#### What you have to do
Copy the lines below verbatim, beginning with the line that includes "Teacher note to the class: pick out the truck roof" and continuing to the end; leave out everything before it.

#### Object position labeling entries
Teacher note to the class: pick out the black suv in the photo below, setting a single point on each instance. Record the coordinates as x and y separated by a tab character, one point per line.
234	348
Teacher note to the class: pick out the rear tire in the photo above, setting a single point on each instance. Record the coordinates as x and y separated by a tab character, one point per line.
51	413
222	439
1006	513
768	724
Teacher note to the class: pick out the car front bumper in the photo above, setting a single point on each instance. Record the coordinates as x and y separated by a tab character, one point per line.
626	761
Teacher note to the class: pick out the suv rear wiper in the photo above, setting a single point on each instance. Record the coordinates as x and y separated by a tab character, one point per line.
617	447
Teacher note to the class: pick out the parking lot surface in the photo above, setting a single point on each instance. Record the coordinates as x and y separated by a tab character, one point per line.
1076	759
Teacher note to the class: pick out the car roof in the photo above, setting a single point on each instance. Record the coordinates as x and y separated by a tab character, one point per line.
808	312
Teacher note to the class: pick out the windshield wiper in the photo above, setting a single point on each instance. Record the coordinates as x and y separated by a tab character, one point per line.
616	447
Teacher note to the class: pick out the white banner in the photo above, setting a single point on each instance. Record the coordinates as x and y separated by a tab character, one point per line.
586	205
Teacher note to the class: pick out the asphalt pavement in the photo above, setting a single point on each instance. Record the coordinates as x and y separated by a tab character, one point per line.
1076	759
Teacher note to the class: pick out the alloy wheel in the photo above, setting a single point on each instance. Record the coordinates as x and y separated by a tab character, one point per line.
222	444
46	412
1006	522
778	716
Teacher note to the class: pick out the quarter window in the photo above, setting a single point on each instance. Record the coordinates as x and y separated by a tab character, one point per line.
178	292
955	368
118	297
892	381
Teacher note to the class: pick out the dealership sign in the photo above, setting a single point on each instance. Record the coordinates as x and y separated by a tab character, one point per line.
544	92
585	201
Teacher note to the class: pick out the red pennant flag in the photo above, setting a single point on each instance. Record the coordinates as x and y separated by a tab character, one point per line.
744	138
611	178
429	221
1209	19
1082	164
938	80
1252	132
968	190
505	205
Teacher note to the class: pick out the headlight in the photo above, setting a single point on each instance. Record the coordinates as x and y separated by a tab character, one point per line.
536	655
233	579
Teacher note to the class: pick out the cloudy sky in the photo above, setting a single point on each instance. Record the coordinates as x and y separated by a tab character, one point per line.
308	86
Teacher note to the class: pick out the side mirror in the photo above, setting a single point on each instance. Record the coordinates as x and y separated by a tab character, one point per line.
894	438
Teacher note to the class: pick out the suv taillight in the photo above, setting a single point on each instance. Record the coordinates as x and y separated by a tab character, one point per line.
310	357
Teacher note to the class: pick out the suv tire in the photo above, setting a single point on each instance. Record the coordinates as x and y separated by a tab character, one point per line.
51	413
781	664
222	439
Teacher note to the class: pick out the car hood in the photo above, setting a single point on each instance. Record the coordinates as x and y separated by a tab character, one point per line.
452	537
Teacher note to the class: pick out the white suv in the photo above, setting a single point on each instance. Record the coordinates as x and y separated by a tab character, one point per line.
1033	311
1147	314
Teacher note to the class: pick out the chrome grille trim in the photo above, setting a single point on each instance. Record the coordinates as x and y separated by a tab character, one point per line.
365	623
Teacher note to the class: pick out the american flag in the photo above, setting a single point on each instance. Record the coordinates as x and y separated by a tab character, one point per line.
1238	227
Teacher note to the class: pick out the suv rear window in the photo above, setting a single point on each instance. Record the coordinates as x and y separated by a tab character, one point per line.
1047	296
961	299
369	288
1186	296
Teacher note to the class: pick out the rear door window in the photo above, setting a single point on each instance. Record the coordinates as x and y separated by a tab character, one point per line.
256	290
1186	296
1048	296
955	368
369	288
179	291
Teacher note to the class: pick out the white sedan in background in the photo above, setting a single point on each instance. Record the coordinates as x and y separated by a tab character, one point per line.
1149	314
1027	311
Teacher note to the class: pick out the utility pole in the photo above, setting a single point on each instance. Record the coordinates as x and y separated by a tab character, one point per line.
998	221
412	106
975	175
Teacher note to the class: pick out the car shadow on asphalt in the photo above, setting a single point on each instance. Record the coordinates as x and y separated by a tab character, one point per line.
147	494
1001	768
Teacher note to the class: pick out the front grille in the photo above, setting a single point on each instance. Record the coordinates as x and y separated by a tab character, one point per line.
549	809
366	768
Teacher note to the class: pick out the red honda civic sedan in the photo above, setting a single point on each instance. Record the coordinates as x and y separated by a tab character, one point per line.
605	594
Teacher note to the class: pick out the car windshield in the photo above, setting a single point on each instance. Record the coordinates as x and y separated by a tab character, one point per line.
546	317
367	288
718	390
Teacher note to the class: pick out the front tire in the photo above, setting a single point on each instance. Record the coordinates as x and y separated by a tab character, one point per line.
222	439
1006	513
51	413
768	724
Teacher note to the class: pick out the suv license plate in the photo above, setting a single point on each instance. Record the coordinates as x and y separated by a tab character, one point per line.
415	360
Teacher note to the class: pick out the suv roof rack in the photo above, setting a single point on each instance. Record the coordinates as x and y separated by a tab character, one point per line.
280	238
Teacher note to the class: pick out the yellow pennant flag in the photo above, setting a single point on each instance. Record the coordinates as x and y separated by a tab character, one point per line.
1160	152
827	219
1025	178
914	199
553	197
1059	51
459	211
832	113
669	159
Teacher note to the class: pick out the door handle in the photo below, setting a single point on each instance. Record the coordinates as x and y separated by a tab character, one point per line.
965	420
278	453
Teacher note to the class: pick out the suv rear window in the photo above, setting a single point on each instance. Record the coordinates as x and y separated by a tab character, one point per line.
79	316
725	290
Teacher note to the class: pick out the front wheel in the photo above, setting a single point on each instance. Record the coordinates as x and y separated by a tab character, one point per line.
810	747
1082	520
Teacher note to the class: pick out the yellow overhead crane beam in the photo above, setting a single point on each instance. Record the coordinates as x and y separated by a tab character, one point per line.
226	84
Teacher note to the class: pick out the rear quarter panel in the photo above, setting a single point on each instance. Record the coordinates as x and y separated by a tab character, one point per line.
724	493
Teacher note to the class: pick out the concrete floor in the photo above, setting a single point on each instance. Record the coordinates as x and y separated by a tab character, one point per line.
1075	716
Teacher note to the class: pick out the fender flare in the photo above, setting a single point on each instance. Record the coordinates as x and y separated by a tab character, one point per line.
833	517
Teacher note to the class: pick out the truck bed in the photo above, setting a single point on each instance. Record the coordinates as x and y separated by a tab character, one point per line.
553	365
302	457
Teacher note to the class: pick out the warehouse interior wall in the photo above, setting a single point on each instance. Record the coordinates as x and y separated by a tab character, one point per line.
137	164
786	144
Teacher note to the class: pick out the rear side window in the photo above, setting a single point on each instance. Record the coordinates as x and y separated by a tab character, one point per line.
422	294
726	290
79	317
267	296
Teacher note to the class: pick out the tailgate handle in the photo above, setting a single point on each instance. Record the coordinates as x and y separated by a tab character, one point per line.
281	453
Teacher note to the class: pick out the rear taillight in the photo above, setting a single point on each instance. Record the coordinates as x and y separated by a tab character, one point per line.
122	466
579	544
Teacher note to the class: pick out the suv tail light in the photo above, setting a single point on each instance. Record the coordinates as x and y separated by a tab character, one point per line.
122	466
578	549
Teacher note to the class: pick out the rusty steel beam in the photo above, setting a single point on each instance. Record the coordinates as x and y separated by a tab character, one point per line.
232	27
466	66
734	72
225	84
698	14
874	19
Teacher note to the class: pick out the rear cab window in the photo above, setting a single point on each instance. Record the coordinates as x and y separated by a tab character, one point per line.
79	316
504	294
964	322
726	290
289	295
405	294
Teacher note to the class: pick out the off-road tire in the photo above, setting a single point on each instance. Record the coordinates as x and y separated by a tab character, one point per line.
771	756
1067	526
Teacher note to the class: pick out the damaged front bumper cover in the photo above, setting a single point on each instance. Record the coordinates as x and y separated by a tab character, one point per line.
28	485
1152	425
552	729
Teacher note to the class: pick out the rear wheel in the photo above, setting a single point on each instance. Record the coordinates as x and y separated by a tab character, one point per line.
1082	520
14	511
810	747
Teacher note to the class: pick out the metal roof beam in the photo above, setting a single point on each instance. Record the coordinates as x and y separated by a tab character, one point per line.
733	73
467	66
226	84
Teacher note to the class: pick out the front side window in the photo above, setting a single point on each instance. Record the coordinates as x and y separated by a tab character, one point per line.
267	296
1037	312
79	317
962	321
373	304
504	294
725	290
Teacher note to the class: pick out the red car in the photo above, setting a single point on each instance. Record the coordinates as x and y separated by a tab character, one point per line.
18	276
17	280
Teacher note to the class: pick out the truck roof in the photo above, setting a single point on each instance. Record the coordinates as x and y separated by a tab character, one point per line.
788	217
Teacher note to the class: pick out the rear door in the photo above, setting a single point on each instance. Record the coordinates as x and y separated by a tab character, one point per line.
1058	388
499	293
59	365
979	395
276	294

#### Result of this task
Teacher note to the class: pick out the truck roof in the photo above, setting a single point on each instance. Record the coordinates as x and y separated by a tab character, one point per line.
788	217
Teacher note to the class: pick out the rear door in the photo above, setting a single point on each instance. Record the coordinates as x and y separated by a tab character, one point per line.
1058	388
499	293
59	365
979	395
276	294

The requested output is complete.